Naqueles dias a defesa da soberania nacional levou a atos de afirmação como a recusa do príncipe Pedro em voltar para Portugal e a determinação para que o general português Jorge Avilez, enviado com dois mil soldados para buscá-lo, deixasse o território brasileiro. Sua presença causou tamanha revolta que quase resultou numa batalha nas praias do Rio de Janeiro, onde foram cercados por 10 mil brasileiros em armas.
A classe dominante brasileira, é preciso reconhecer, é ciosa – pela maioria de seus membros – da Independência e da soberania do Brasil. Trata-se de um sentimento nacional conservador que decorre da natureza de classe do processo da separação com Portugal, no qual a mudança seria apenas política, como queriam os senhores de terras e escravos e o grande capital que controlava o comércio externo – sobretudo o tráfico de escravos -, mas sem nenhuma mudança social ou econômica que favorecesse o povo, mantendo o Brasil na mesma subordinação externa que fazia dele o grande exportador de commodities que sempre foi. É como se a classe dominante brasileira dissesse ao mundo: esta é minha fazenda e nela mando eu!

DADOS REGISTRADOS -
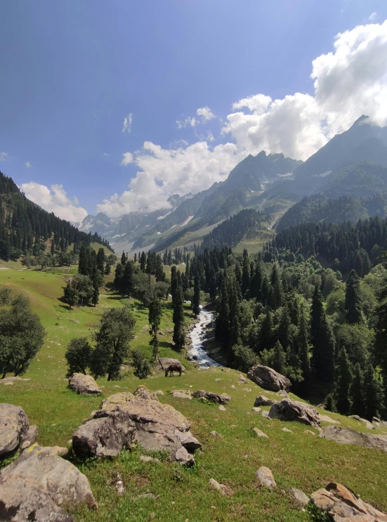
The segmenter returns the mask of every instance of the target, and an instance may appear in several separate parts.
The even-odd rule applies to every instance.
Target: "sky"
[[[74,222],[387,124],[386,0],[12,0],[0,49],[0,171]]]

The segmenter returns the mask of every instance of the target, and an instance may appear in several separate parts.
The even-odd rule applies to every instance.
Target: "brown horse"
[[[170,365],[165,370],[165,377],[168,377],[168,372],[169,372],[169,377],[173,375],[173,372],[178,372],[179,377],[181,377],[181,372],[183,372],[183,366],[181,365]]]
---
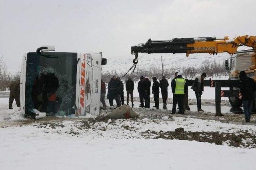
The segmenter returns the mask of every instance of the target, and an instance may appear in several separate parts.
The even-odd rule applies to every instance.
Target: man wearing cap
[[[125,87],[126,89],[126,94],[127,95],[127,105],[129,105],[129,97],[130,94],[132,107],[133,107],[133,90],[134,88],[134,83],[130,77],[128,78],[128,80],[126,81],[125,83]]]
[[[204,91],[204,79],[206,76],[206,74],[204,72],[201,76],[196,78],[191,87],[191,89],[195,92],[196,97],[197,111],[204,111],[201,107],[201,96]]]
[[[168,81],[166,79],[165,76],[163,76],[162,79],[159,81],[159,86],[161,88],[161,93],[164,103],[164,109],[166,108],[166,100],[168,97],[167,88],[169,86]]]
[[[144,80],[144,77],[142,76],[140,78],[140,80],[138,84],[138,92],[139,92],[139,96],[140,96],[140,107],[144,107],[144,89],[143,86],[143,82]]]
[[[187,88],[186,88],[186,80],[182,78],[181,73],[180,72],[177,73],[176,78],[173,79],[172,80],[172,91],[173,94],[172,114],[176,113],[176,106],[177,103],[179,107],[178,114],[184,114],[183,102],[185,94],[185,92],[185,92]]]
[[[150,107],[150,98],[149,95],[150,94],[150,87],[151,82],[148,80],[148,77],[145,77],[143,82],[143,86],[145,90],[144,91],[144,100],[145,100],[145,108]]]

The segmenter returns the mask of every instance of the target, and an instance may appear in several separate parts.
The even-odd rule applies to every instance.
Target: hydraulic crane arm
---
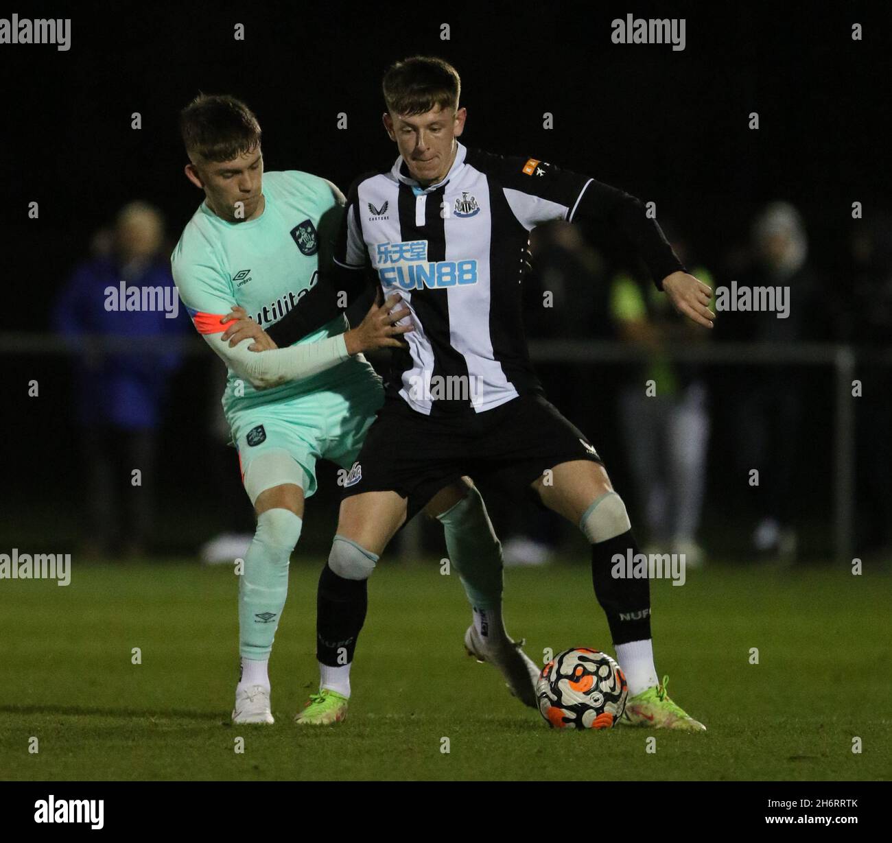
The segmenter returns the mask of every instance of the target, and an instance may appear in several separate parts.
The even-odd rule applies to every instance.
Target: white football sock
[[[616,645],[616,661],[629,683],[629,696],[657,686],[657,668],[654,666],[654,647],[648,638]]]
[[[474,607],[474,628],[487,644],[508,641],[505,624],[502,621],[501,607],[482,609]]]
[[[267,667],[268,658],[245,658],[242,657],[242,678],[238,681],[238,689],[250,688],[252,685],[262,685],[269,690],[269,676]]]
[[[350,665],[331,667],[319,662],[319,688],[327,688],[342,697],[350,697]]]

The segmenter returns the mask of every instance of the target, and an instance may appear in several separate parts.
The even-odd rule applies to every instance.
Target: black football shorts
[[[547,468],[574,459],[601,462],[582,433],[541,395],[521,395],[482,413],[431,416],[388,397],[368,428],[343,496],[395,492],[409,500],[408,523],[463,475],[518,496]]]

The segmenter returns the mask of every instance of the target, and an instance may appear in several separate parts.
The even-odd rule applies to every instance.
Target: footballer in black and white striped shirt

O QUE FAZER -
Transcreva do texto sobre a Independência o trecho que começa em "A classe dominante brasileira, é" e segue até "nela mando eu!", sem alterar nada. Não é preciso consultar as entradas.

RESULTADO -
A classe dominante brasileira, é preciso reconhecer, é ciosa – pela maioria de seus membros – da Independência e da soberania do Brasil. Trata-se de um sentimento nacional conservador que decorre da natureza de classe do processo da separação com Portugal, no qual a mudança seria apenas política, como queriam os senhores de terras e escravos e o grande capital que controlava o comércio externo – sobretudo o tráfico de escravos -, mas sem nenhuma mudança social ou econômica que favorecesse o povo, mantendo o Brasil na mesma subordinação externa que fazia dele o grande exportador de commodities que sempre foi. É como se a classe dominante brasileira dissesse ao mundo: esta é minha fazenda e nela mando eu!